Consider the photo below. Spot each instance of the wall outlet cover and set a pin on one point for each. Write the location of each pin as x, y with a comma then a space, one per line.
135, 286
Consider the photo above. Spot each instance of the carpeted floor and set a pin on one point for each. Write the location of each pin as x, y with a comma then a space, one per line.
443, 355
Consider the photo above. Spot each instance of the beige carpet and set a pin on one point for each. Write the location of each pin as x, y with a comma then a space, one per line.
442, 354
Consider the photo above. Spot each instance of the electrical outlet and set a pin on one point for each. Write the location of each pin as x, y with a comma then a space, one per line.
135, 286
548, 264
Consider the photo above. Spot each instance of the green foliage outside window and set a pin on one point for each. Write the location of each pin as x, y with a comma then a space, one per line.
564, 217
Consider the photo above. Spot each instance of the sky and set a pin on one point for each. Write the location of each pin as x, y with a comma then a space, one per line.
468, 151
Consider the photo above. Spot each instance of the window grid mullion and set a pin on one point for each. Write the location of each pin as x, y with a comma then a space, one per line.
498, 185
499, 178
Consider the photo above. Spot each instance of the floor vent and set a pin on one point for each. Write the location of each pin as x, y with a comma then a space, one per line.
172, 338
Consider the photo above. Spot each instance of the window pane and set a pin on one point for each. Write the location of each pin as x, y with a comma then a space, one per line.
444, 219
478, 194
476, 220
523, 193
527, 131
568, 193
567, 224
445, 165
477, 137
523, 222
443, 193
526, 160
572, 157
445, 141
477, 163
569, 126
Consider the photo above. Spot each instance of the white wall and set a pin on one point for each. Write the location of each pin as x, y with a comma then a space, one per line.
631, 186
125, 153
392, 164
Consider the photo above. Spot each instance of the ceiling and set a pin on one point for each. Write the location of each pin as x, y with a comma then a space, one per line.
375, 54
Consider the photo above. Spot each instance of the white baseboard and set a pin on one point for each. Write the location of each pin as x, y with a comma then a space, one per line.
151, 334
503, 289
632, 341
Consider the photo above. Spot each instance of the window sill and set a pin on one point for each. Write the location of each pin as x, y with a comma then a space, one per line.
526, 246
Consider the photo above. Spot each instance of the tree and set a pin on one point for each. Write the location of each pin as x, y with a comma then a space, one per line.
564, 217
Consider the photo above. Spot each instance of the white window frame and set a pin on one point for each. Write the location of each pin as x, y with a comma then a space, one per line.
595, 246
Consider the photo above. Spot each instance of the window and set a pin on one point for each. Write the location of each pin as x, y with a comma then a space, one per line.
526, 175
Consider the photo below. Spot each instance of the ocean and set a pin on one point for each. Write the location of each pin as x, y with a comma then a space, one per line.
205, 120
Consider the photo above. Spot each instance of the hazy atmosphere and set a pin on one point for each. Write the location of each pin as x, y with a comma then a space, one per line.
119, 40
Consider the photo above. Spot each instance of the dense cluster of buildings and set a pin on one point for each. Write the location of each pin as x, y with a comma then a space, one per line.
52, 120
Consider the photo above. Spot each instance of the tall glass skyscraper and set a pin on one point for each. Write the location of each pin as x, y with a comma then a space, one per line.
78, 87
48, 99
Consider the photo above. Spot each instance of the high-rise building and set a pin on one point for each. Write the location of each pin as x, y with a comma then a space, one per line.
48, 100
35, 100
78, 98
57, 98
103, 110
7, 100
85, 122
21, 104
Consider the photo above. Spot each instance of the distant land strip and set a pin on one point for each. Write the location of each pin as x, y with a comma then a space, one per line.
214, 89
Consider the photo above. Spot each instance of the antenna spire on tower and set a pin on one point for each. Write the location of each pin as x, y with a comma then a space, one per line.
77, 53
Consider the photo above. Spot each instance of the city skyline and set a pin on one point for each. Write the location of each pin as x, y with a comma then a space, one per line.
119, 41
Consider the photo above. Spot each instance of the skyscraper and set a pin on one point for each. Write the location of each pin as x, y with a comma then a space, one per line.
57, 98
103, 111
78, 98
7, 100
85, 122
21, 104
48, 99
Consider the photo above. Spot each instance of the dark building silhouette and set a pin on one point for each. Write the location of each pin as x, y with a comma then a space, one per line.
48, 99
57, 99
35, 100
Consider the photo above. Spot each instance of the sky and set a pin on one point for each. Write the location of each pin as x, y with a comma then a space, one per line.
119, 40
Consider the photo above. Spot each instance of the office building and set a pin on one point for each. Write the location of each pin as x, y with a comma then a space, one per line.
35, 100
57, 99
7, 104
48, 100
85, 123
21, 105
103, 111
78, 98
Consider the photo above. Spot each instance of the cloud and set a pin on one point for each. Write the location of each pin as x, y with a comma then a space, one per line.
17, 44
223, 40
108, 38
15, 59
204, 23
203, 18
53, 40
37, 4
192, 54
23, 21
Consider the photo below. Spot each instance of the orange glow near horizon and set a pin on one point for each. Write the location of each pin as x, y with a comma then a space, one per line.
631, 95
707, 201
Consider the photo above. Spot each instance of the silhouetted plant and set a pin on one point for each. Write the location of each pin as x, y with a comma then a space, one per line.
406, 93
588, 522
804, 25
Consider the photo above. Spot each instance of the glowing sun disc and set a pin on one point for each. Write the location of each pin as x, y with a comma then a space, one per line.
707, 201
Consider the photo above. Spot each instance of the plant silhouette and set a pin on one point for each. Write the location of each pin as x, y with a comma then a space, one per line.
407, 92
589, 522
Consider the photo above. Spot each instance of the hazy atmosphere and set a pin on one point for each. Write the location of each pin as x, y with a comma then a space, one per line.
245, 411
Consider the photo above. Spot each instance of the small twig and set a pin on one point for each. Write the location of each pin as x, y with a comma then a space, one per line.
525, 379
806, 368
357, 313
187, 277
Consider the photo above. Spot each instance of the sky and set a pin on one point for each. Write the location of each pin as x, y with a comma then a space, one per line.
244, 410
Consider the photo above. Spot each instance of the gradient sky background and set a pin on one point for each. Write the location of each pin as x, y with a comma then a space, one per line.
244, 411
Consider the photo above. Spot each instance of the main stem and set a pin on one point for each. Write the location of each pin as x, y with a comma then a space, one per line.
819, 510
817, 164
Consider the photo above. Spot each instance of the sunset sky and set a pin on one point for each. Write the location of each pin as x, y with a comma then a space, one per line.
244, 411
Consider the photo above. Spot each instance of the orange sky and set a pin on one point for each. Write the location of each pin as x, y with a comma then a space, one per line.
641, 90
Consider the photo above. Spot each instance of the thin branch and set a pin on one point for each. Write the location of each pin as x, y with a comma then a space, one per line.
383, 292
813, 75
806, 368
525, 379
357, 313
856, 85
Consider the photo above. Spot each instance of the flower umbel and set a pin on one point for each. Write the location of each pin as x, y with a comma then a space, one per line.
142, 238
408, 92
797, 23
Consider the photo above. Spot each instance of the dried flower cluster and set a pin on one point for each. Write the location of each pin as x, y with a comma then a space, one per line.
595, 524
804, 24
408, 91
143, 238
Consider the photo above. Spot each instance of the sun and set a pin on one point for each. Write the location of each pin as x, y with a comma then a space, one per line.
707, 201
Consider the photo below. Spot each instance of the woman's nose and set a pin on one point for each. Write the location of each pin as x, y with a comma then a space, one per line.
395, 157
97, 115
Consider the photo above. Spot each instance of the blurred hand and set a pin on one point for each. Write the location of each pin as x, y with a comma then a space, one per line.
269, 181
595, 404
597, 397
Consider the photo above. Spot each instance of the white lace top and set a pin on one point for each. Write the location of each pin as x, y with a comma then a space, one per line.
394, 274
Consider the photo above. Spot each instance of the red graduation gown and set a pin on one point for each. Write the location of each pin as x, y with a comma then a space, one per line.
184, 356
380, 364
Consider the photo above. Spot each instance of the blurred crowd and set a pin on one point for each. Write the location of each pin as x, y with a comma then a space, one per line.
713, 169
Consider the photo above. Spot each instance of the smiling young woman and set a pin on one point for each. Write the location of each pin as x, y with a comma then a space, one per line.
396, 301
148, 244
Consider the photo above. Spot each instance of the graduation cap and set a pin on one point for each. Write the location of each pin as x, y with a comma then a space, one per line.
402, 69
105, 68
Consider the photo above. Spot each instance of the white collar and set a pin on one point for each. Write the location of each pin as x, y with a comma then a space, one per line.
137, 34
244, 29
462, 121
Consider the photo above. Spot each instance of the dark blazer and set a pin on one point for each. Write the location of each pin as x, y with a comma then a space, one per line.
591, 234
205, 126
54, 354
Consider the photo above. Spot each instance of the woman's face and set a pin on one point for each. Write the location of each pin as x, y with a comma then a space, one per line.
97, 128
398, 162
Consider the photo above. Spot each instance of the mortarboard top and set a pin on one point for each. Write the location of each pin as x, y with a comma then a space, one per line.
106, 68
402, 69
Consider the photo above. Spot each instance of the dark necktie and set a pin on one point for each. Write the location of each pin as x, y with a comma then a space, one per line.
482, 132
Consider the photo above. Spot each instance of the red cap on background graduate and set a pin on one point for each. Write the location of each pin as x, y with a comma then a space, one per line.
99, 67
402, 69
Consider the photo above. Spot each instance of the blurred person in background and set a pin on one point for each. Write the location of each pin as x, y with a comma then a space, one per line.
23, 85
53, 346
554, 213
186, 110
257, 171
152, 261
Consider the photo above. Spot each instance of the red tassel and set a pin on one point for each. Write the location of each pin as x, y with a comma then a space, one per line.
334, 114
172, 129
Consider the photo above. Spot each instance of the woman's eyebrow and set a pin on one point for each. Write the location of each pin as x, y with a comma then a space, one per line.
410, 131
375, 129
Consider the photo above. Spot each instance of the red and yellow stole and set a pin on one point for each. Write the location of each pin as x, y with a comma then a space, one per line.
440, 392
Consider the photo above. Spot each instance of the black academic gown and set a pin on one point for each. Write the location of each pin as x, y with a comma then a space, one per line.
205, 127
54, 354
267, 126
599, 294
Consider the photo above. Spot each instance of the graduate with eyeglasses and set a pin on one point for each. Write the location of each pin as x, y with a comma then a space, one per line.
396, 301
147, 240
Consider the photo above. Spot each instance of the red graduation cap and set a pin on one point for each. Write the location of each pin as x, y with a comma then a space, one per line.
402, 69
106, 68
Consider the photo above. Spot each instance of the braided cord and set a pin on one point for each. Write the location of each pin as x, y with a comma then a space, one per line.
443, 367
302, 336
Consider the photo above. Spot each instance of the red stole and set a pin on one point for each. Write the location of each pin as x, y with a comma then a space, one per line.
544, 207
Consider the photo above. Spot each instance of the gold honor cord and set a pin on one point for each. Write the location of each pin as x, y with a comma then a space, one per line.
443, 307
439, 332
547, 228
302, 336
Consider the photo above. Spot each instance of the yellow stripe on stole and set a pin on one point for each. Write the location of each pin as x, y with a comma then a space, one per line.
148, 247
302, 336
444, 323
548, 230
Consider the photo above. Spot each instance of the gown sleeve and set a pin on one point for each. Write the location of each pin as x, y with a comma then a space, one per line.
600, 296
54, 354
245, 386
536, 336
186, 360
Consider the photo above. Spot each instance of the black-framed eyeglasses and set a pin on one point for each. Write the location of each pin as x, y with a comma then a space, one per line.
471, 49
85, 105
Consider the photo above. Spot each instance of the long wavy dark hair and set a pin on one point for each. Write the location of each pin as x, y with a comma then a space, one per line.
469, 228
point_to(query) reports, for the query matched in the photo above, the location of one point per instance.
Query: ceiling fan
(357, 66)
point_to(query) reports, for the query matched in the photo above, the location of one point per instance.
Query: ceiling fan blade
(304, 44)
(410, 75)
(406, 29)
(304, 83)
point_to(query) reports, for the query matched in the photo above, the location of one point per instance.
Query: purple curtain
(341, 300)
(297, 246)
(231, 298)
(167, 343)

▸ What to produce
From the line holding "Query: ceiling fan blade" to the end of the listing, copy every line exactly, both ends included, and add nothing.

▸ Answer section
Query: ceiling fan blade
(304, 44)
(410, 75)
(406, 29)
(304, 83)
point_to(query) reports, for the query matched in the photo above, the location of one point per instance.
Query: purple curtain
(341, 300)
(297, 246)
(231, 298)
(167, 343)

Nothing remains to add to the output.